> [EXERCISE DETAILS]: Transcribe verbatim every line from the line containing "Where can the concrete" to the end of the entries, including both endpoints. Output nothing beyond those lines.

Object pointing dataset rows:
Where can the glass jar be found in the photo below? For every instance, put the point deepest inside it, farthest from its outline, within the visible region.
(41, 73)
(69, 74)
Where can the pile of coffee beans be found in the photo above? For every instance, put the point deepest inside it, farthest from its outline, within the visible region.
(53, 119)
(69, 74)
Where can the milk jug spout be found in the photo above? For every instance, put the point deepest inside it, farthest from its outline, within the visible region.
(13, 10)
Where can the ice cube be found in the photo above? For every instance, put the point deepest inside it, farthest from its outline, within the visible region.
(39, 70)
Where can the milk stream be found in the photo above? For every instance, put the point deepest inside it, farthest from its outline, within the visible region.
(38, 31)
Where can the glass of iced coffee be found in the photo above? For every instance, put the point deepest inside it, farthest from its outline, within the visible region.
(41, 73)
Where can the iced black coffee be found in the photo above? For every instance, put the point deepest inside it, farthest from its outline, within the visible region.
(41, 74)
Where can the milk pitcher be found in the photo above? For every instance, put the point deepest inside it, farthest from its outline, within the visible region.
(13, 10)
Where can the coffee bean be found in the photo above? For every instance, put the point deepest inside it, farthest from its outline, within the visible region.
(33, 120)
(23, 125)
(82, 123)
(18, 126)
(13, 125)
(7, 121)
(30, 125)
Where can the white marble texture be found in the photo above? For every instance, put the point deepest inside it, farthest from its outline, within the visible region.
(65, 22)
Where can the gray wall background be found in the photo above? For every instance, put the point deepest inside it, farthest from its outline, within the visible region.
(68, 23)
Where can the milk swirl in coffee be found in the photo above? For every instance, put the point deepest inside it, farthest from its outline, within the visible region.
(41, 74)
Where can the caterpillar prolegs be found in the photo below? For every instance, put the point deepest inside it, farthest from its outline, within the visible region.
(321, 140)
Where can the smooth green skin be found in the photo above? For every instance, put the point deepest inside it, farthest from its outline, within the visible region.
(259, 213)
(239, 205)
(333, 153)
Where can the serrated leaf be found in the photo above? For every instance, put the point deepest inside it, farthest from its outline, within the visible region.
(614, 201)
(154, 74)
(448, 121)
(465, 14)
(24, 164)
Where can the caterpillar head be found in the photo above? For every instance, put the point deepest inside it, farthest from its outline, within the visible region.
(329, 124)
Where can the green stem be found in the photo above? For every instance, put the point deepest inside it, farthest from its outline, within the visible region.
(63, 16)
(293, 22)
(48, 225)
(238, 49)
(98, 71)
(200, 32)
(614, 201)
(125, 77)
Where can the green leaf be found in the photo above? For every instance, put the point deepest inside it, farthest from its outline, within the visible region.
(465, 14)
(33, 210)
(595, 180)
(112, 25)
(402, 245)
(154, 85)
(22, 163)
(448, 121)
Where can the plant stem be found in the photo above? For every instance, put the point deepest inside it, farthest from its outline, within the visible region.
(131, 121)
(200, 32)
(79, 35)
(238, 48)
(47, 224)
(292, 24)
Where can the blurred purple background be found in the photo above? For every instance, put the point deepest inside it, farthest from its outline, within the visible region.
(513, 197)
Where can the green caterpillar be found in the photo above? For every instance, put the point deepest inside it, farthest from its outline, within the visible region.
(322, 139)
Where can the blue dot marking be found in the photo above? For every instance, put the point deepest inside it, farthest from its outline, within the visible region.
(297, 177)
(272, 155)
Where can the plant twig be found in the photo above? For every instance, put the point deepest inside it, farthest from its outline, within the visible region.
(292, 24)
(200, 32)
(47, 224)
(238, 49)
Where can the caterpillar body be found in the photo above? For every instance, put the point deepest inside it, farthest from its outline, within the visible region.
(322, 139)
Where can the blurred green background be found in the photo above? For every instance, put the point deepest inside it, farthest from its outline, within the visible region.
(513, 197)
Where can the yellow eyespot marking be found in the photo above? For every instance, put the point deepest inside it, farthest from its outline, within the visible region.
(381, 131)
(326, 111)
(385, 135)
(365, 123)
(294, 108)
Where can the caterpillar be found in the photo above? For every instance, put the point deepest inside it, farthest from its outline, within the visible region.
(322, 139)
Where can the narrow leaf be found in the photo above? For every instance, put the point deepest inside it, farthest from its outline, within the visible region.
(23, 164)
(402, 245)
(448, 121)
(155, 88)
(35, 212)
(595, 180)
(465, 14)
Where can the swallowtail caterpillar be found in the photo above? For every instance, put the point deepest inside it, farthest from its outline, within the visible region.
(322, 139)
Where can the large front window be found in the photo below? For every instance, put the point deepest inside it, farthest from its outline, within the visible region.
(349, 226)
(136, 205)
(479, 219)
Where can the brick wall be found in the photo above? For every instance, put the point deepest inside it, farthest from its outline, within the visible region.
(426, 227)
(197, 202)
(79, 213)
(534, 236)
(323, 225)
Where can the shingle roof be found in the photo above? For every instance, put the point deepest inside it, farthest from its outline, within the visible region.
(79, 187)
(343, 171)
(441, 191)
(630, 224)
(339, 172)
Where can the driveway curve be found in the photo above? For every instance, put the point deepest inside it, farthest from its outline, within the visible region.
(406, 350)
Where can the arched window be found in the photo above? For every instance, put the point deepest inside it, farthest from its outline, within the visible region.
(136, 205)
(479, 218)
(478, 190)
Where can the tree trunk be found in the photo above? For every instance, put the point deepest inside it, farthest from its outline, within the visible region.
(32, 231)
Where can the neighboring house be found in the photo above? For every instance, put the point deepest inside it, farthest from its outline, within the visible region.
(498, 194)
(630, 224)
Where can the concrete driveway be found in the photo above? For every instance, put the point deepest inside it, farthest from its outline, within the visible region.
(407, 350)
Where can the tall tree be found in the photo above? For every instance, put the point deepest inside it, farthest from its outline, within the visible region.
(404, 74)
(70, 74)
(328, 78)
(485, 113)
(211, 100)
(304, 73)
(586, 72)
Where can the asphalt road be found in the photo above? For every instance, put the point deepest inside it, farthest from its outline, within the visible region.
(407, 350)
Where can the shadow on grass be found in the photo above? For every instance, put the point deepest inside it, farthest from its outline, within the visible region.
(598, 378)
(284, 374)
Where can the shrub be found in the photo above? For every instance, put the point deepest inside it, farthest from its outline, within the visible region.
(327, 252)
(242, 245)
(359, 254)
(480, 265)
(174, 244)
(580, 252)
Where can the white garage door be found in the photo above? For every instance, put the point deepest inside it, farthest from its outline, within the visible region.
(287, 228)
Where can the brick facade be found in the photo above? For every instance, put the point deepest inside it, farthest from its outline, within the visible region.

> [COMPLETE OUTPUT]:
Where can the concrete driveway be found in the photo above? For every instance, put the point deepest inside it, farthest from its outline, within the visible region.
(407, 350)
Where can the tall tree be found in the photo above? For every instance, put the point deepest inside it, farthest from its outline, within the visible region.
(404, 74)
(70, 74)
(328, 78)
(485, 113)
(211, 100)
(304, 73)
(586, 72)
Where can the asphalt road be found in the photo above? For every instance, put the point deepest inside it, farthest from its outline, within the visible region.
(407, 350)
Where can the shadow on grass be found in the photo above? For every instance, put the point deepest inside it, farthest from its outline, within the visible region.
(598, 378)
(284, 374)
Where can the shrub be found in the photo above? For every instance, put the point deepest inside it, farthest from its outline, within the visible region.
(327, 252)
(242, 245)
(359, 254)
(480, 265)
(174, 244)
(580, 252)
Where can the white garage door be found in the photo above? For every instance, put the point deepest inside it, farthest from its outline, within the visible region.
(287, 228)
Where can the brick facade be found in the photo above? For every instance, put the point deepest inside it, farthest from its outline, within the visible region.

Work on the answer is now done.